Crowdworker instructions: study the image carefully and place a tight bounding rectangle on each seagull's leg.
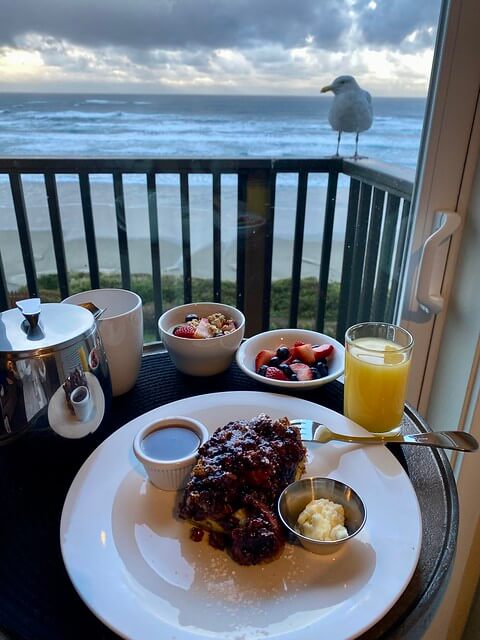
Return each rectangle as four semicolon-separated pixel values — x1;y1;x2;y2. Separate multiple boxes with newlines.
335;131;341;156
354;132;359;160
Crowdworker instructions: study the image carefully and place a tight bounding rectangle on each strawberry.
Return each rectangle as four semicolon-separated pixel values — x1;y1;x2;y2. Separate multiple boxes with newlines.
292;343;316;365
193;317;212;339
264;366;288;381
173;323;196;338
294;340;305;347
289;363;314;381
312;344;334;361
255;349;276;371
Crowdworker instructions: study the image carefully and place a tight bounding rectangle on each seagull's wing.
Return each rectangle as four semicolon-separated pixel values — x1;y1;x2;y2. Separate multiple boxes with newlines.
364;90;373;123
329;90;373;133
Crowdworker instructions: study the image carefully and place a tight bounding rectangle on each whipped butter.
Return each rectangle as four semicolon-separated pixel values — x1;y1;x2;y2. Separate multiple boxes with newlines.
296;498;348;541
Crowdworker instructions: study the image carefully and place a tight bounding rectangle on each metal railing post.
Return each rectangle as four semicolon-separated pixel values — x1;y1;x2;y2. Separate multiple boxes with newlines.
44;172;69;300
0;157;414;341
0;254;8;311
236;168;275;336
9;172;38;298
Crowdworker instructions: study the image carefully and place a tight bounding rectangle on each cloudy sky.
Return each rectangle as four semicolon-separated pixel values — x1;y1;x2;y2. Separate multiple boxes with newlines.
0;0;441;96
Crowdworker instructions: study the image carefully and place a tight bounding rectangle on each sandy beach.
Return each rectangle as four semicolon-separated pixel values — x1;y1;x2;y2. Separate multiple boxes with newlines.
0;178;349;290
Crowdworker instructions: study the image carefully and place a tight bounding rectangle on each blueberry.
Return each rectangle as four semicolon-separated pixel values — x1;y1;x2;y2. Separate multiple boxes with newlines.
279;363;292;377
291;358;302;364
269;356;281;367
257;365;268;376
290;373;298;381
185;313;198;322
316;358;327;367
316;363;329;378
276;346;290;361
310;368;320;379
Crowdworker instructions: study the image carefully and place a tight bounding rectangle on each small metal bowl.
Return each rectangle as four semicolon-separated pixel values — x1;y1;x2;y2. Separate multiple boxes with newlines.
278;477;367;555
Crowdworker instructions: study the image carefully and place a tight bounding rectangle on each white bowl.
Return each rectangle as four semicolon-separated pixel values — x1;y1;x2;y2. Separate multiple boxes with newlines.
158;302;245;376
236;328;344;389
133;415;209;491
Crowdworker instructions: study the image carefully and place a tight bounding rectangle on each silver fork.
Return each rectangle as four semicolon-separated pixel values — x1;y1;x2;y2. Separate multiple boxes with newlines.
290;418;479;453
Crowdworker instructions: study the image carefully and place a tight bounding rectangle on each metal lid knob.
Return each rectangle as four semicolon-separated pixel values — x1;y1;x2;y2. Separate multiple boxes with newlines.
16;298;41;331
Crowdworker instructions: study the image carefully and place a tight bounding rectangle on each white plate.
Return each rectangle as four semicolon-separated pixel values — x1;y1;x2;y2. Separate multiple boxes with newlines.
236;328;345;388
60;391;421;640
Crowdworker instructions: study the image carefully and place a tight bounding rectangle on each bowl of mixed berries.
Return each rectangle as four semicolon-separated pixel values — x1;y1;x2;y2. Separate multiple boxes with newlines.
159;302;245;376
236;328;344;389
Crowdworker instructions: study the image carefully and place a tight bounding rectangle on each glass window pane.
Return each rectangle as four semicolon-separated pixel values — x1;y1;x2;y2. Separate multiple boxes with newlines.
0;0;442;341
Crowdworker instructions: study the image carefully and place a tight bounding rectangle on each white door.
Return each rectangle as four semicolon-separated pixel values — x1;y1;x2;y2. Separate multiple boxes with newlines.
398;0;480;636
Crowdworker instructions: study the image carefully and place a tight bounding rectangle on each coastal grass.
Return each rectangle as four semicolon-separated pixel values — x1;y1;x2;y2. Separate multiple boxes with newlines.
12;273;340;342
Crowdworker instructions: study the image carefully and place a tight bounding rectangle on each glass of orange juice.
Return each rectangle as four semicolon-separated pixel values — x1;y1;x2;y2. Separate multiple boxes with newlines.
344;322;414;434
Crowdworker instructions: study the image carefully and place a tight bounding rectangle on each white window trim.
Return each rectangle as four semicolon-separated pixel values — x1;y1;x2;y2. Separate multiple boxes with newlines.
400;0;480;636
400;0;480;415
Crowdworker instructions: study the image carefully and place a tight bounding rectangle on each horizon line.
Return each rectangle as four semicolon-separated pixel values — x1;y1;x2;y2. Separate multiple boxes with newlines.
0;89;427;99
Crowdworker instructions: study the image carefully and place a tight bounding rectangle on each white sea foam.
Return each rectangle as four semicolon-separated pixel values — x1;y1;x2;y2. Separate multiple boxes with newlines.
84;98;128;104
0;94;425;166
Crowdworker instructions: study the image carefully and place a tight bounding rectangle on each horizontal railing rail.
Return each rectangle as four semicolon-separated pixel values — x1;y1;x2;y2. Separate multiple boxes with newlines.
0;157;414;342
0;157;343;174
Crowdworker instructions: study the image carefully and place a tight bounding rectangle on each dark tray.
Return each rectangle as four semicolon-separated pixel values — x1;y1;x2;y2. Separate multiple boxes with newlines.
0;352;458;640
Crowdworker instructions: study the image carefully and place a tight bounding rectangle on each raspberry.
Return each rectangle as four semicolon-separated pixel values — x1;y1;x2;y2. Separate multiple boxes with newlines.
264;366;288;380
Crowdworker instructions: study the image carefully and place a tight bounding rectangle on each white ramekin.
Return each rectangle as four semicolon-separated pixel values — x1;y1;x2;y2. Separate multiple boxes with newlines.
133;416;209;490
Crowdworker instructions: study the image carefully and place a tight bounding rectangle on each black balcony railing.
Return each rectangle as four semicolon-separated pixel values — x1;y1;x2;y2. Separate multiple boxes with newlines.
0;157;414;342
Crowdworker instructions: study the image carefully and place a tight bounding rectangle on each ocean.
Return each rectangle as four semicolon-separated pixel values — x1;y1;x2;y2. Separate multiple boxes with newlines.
0;93;425;167
0;93;426;287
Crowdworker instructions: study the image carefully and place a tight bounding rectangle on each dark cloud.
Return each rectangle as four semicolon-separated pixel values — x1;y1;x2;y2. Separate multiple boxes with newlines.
0;0;439;96
353;0;439;49
0;0;350;51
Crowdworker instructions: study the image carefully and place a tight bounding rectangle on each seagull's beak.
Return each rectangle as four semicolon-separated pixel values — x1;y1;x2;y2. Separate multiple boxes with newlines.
321;85;332;93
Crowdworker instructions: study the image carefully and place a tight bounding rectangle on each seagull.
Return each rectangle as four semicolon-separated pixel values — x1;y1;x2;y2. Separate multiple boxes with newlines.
321;75;373;159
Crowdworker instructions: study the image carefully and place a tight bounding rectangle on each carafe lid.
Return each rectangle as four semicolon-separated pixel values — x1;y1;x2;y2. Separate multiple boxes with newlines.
0;299;95;356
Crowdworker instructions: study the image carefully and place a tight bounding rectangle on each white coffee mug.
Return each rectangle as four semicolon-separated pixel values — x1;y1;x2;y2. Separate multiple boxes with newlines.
62;289;143;396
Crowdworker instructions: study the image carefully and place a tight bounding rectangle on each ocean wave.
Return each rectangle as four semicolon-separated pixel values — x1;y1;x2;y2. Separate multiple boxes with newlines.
83;99;128;104
10;109;128;121
0;94;425;169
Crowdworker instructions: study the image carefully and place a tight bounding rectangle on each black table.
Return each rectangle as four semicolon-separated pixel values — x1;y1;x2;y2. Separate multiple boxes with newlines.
0;351;459;640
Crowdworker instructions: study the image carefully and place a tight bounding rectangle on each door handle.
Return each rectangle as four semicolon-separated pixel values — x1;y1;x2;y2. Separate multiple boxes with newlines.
416;210;461;314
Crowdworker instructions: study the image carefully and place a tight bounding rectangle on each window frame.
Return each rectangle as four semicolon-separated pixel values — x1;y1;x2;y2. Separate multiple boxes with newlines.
399;0;480;414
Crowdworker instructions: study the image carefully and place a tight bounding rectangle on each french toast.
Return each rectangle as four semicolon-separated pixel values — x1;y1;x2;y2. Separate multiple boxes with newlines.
178;413;306;565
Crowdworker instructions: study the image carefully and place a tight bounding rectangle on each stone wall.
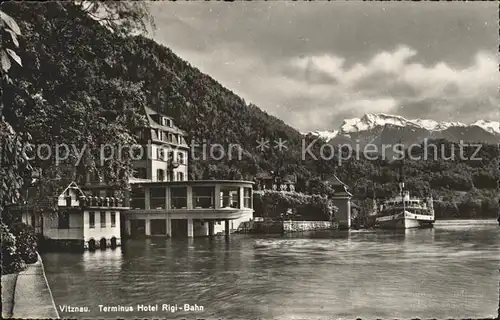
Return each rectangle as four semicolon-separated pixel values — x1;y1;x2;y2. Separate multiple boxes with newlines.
237;220;338;234
283;220;336;233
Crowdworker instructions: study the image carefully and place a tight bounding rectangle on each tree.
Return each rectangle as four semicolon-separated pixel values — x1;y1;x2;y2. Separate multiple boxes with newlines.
1;2;154;213
1;10;22;75
74;1;155;36
1;9;30;212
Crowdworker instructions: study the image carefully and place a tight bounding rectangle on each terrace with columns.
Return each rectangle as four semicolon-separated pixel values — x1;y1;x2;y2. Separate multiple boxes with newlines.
125;180;254;238
120;106;254;238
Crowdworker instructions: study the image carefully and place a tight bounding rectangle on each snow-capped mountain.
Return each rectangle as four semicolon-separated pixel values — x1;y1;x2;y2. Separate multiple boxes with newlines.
471;120;500;135
337;113;482;134
305;130;339;141
303;113;500;146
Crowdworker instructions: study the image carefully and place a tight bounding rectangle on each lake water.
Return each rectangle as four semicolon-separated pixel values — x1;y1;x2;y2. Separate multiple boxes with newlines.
43;220;500;319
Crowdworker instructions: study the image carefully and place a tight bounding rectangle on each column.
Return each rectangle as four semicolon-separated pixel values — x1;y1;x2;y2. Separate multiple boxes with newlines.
225;220;230;237
187;218;194;237
116;212;121;234
239;186;244;209
166;215;171;237
145;218;151;236
214;184;221;209
145;187;151;210
201;221;209;236
346;199;351;229
250;188;253;209
125;219;131;236
166;187;171;210
83;210;89;240
187;186;193;209
208;221;214;236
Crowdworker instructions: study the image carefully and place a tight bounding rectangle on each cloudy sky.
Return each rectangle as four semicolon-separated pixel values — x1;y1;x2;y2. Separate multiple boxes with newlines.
148;2;498;132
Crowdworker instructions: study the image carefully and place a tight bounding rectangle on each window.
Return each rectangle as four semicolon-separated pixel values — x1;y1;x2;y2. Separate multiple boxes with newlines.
177;172;184;181
192;186;215;208
58;212;70;229
166;119;172;127
150;187;166;209
179;136;186;145
178;152;185;165
89;212;95;228
100;212;106;228
111;212;116;227
167;151;174;161
133;167;147;179
157;147;165;161
157;169;165;181
166;133;178;144
243;188;252;208
136;129;144;140
131;188;146;209
170;187;187;209
220;187;240;208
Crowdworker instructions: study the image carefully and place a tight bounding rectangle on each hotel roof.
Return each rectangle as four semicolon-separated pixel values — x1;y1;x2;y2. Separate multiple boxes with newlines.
143;106;188;136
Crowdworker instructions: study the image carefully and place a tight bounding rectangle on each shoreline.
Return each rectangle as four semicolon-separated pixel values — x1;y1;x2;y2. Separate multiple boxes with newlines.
11;252;59;319
1;273;18;318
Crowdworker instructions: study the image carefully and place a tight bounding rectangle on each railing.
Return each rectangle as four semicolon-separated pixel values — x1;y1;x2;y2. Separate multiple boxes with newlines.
171;197;187;209
79;196;125;208
221;196;239;208
150;198;166;209
130;199;145;209
193;197;214;209
381;202;433;215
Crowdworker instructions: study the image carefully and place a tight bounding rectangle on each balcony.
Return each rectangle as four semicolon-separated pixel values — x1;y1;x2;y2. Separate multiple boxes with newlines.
128;180;254;214
78;196;128;210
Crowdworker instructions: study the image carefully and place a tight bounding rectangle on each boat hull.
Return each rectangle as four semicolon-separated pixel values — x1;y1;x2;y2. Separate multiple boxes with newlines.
376;212;434;229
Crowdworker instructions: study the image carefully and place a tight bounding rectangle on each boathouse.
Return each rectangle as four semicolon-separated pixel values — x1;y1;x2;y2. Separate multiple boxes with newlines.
15;181;129;250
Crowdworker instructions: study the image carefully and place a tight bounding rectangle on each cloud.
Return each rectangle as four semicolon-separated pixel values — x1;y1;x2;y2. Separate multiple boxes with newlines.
280;46;499;130
174;45;498;132
149;2;498;132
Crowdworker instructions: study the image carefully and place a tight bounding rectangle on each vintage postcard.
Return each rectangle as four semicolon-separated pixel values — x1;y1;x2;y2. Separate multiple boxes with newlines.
1;1;499;319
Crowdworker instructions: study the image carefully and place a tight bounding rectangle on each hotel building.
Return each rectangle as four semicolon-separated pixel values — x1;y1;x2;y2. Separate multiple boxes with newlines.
15;107;254;250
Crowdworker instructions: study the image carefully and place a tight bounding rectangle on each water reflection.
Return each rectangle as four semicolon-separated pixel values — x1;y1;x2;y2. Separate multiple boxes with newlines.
82;248;123;272
42;220;500;319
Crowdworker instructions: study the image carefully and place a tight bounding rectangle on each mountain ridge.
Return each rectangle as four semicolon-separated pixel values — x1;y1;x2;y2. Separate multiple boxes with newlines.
305;113;500;144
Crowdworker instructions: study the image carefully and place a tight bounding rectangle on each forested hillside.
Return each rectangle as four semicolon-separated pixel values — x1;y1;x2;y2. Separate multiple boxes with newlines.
2;2;498;218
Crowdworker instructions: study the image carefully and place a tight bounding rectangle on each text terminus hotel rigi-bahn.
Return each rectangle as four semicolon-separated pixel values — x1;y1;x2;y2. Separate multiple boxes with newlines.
18;107;255;250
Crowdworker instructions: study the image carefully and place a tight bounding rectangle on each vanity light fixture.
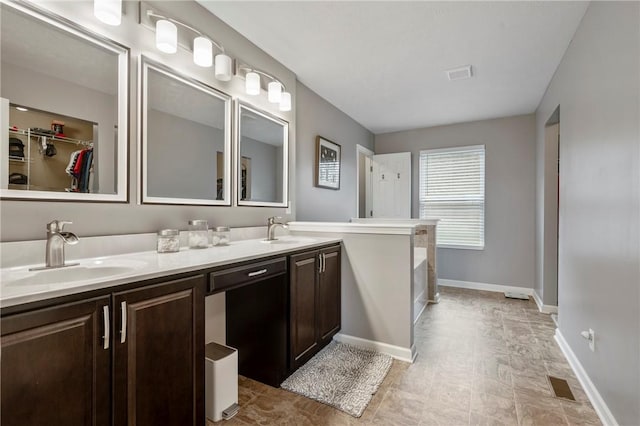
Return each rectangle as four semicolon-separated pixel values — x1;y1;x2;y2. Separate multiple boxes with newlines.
245;71;261;95
94;0;122;26
279;92;292;112
239;65;291;111
145;9;233;80
193;36;212;67
156;19;177;54
268;81;283;103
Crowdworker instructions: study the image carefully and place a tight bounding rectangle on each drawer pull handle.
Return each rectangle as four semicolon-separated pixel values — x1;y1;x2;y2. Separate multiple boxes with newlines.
247;268;268;277
102;305;110;350
120;301;127;344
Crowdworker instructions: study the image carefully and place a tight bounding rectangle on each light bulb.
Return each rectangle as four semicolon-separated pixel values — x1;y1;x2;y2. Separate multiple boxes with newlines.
94;0;121;26
246;72;260;95
214;54;232;81
193;36;213;67
156;20;177;54
268;81;283;103
279;92;291;112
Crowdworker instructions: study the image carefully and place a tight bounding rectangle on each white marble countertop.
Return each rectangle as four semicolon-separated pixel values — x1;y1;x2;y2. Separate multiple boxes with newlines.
0;236;341;309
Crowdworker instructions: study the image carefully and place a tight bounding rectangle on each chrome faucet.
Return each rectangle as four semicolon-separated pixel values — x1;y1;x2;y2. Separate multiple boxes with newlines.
31;220;80;270
266;216;288;241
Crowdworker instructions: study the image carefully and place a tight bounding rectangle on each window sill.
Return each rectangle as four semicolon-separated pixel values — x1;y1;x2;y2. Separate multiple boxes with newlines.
436;244;484;251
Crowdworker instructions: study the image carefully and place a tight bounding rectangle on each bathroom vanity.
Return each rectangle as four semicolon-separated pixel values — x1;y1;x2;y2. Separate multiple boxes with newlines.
0;237;341;426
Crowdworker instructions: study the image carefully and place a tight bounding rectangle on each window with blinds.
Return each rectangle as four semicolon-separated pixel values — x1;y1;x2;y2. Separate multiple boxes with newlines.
419;145;485;249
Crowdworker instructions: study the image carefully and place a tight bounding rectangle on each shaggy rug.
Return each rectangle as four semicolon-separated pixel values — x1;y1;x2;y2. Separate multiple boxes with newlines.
280;341;392;417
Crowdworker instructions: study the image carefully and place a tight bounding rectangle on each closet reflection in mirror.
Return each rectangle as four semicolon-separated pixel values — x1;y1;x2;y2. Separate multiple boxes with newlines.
0;1;128;201
237;104;288;207
141;59;231;205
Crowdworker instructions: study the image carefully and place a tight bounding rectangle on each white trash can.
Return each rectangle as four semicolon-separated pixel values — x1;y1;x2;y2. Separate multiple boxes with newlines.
205;342;239;422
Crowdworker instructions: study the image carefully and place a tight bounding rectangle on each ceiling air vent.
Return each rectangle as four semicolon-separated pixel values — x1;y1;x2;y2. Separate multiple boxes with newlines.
446;65;473;81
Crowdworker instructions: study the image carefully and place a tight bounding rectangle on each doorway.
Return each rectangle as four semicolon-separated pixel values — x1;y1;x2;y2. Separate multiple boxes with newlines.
356;144;374;218
545;106;560;323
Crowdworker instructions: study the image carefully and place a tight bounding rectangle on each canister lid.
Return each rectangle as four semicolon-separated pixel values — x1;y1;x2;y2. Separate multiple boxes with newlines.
188;219;208;226
157;229;179;236
215;226;230;232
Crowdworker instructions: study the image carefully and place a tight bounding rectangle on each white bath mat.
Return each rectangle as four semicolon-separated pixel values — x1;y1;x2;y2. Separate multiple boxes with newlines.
280;341;392;417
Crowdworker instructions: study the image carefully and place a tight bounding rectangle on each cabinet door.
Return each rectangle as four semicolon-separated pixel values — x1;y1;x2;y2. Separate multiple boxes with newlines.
319;246;341;342
289;250;319;368
1;296;111;426
113;275;205;426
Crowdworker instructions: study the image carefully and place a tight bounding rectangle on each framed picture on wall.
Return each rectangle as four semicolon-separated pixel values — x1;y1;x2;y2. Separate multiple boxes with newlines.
315;136;341;190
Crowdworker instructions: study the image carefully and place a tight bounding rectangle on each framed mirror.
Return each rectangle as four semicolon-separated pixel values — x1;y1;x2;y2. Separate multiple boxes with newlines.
140;58;232;205
236;103;289;207
0;1;129;201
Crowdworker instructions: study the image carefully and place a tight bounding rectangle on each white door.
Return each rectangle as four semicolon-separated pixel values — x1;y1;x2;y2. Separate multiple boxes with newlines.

Exercise brief:
Exact repeat, pictures omitted: give every line from the top of the records down to and including the line with "on each strawberry.".

Result of this exercise:
Crowdworker instructions: study the image carefully and place a tight bounding rectangle on each seagull's leg.
Return each rectangle as four semicolon-separated pixel values — x1;y1;x2;y2. Separate multiple boxes with newlines.
335;131;341;156
354;132;359;160
Crowdworker instructions: study the image carefully and place a tight bounding rectangle on each strawberry.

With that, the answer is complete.